-- Text segment follows --

Chocolate in space
Chemists at the University of Hawaii, Manoa, have confirmed that Earthlings’ favorite food can be found in an unexpected place: outer space.
UH Manoa chemistry graduate student Matthew Abplanalpwasn’t looking for a food fix when he started his research. His experiments examine the chemistry that happens in the icy solid phase of space, as opposed to the hot gas phase. “We are trying to fill in the gaps of what can’t be described fully by gas-phase processes,” Abplanalp tells Newscripts.
To do that, his team creates an Earth-bound replica of those icy conditions in a stainless steel chamber cooled to –268 °C. They deposit a frozen mixture similar to that found in space inside the vessel, seal it in a vacuum, then bombard it with energetic electrons to replicate the cosmic rays of space. Then they look at what molecules form as a result.

-- Text segment concluded --
-- Data extracts follows --

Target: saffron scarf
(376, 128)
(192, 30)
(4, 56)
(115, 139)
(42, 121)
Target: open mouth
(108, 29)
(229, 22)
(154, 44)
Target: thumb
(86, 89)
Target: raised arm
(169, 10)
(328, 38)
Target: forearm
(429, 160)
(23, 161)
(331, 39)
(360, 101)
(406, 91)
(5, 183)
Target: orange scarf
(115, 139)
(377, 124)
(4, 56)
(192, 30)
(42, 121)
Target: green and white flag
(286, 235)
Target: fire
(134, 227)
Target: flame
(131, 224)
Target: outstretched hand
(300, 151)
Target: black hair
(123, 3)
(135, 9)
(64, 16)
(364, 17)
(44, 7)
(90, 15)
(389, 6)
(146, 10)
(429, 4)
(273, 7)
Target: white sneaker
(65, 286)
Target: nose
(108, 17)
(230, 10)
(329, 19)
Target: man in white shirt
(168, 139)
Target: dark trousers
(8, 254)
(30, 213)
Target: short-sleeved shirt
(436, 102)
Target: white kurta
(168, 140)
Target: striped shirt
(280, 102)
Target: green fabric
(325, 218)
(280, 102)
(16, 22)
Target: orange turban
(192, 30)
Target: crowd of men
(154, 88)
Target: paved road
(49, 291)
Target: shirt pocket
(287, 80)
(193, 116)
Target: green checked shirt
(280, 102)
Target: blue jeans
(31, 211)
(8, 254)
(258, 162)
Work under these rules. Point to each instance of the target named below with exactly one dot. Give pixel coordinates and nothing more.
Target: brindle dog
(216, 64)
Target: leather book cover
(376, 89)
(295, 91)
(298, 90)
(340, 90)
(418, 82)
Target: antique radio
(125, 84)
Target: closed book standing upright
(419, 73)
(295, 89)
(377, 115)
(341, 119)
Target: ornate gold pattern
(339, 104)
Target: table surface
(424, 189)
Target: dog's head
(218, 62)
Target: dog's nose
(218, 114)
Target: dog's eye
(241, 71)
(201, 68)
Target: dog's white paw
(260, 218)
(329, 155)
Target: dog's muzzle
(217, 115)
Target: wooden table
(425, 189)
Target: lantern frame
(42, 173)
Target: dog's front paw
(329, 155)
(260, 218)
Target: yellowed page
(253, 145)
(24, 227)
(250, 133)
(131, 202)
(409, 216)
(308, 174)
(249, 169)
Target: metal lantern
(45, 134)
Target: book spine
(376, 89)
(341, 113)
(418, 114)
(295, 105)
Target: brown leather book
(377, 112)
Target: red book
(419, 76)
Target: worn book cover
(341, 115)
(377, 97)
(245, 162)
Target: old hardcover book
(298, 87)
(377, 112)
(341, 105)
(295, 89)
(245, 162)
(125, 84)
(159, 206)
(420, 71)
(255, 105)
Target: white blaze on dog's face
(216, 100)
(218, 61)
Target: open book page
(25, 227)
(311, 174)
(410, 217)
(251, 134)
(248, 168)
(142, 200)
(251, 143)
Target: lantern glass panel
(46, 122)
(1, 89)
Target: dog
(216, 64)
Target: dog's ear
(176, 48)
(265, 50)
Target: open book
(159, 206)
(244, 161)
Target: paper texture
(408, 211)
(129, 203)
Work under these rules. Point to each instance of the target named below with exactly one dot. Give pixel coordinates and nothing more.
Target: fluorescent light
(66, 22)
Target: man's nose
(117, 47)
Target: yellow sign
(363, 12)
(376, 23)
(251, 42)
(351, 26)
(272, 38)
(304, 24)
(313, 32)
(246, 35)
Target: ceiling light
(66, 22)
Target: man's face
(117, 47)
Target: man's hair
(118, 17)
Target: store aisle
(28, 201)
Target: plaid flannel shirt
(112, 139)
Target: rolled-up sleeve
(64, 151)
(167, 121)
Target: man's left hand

-- Data extracts concluded --

● Work item:
Continue the article on chocolate in space from its last sentence onward.

● Your response:
Chocolate flavonoids were among the complex molecules that they created in a recent experiment. It turns out some astronomers thought they had seen hints of these chocolate flavonoids before, but “it was a debate among astronomers as to whether they have been detected,” Abplanalp says. This work is the first time chocolate’s existence in space has been confirmed in Earth-bound experiments.
When Abplanalp first presented his findings, he says his lab mates were quick to volunteer to help. Who doesn’t want to look for chocolate in the Milky Way?
The complex molecules that the UH Manoa team finds will guide astronomers as they model the early universe. That includes figuring out which molecules might have been the precursors to the origins of life in the universe.
Abplanalp wouldn’t confirm that chocolate is essential to life. But anyone looking for an afternoon pick-me-up knows that it is.
Carbon ice cream
Chocolate compounds in space might be an exotic find, but chocolate in ice cream is pretty commonplace. Now, a new carbonaceous craze is taking over the world of frozen treats: activated charcoal in ice cream.
Customers of the New York City eatery Morgenstern’s Finest Ice Cream praise the store’s coconut ash ice cream that’s made with activated charcoal, and lines snake out the door and around the block for those eager to try it.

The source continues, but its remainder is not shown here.